» Task to complete: Change "sunlit leaf" to "shaded leaf" in the lines from the one with "Isolate each green" up to and including the one with "[190, 0, 619, 463]", and give only those lines back with nothing else altered.

» Stored records:
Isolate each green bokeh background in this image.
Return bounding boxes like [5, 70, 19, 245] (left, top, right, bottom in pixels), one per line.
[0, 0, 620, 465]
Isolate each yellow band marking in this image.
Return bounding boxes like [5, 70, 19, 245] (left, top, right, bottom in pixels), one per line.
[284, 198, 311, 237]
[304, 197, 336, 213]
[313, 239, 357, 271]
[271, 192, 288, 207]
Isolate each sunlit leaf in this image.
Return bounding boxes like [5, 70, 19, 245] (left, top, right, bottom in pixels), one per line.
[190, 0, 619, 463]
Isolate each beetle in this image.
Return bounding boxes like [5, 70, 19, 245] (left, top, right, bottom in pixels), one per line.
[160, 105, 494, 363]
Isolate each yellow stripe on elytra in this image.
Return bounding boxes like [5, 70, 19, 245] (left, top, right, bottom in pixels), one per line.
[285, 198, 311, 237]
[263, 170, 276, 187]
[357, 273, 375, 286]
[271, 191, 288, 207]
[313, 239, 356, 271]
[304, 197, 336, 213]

* * *

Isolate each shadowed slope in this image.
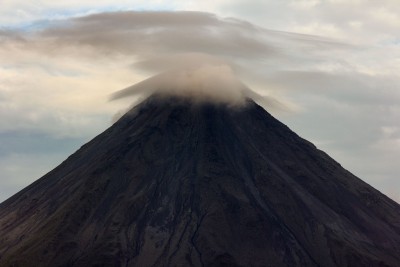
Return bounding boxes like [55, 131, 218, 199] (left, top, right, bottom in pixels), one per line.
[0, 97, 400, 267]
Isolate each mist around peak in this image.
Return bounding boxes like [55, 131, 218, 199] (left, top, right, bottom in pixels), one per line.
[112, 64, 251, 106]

--

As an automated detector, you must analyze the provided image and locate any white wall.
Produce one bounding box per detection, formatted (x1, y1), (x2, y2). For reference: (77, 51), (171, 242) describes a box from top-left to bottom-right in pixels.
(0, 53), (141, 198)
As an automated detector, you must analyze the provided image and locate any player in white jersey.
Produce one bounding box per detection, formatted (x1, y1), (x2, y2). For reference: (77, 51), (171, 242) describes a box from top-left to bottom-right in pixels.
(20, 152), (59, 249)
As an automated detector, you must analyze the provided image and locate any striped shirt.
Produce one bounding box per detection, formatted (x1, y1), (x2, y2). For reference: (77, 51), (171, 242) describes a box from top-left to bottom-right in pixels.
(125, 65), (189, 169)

» Result of this task:
Isolate each green bokeh background in this image.
Return bounding boxes like [5, 70, 19, 245] (left, top, right, bottom in pixels), one per line.
[0, 0, 620, 465]
Isolate each yellow band marking in this image.
Return bounding boxes like [5, 70, 19, 245] (left, top, right, bottom in pixels), one per line.
[284, 198, 311, 237]
[304, 197, 336, 213]
[313, 239, 357, 271]
[271, 192, 288, 207]
Isolate each shaded leaf in this image.
Return bounding boxes like [5, 70, 19, 245] (left, top, right, bottom in pixels), one per line.
[190, 0, 619, 463]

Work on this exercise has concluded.